On March 12, 2013, Jessica Goad writes on ThinkProgress.org:

This morning House Budget Committee Chairman Paul Ryan (R-WI) offered his fiscal year 2014 budget, which the Wall Street Journal called “almost identical” to the Romney-Ryan presidential platform last year.  In addition to cutting taxes for the rich and preserving tax breaks for Big Oil, the budget offers an extreme and flawed view of public lands and energy development.

In an editorial in the Wall Street Journal last night, Ryan offered a confused vision of government programs designed to purchase lands from willing sellers:

“America has the world’s largest natural gas, oil and coal reserves—enough natural gas to meet the country’s needs for 90 years. Yet the administration is buying up land to prevent further development. Our budget opens these lands to development, so families will have affordable energy.”

In actuality, there are only limited instances in which the federal government buys land, which can occur via two programs.  First, the Land and Water Conservation Fund uses receipts from offshore oil and gas drilling (not taxpayer dollars) to purchase inholdings from willing sellers within national parks, monuments, and other areas.   As an example, a piece of the Flight 93 Memorial was protected through an LWCF land acquisition.

Additionally, there are already statutes and regulations in place that allow the government to sell or dispose of certain public lands (see, for example, Sections 203 and 209 of the Federal Land and Policy Management Act).  Importantly, there must be willing sellers before the government purchases additional land to make it public, and so it is unclear what Ryan means when he says the administration is trying to “prevent further development.”

If the government were to purchase land for energy development or for new city societal development, the policy should be to lease its planned use to private sector developers and business who agree to broad ownership of their ventures.

## DIRECTIONS
Extend the passage on Paul Ryan's fiscal year 2014 budget and federal land purchases, picking up after its final sentence.

## SOURCE MATERIAL
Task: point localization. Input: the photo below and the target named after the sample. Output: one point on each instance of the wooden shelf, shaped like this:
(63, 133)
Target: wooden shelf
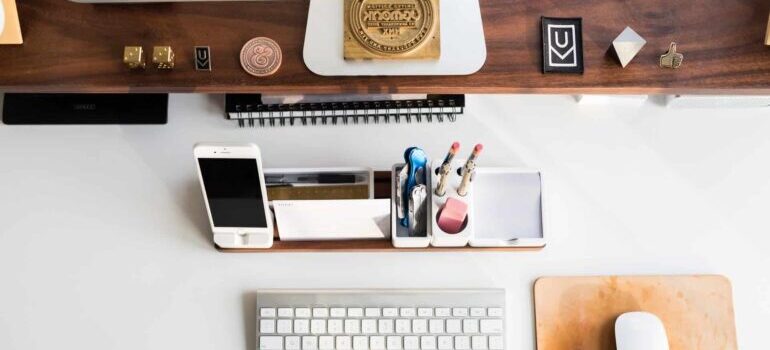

## TASK RESULT
Today we accept as normal public ownership of gigantic capital instruments like mass rail, subways, government office buildings, universities, water systems, and power systems. These government-owned enterprises and services could be transformed into competitive private sector companies managed by Private Facilities Corporations with the use of the asset or facility leased to the normal using body. The wages of the Private Facilities Corporation(s) are passed through to the leasing body. This would allow us to build the ownership of what is now public capital into individuals and reduce the cost of government, including public pension systems. Thus, when you build the ownership into the employees of the Private Facilities Corporation(s), who now have a vested interest in its quality of operation and maintenance, the contracted lease rental fee committed by the government entity will give the employee stockholders a reasonable return and lesson or replace the need for supplemental redistribution programs.

Consumer Stock Ownership Plan financing can simultaneously build the ownership into the consumers of monopolies such as telecommunications, water and power companies, mass-transit, and even cable and satellite television, who are the source of all their funding, and dividends paid out to the consumer owners would become an offset to their utility bills.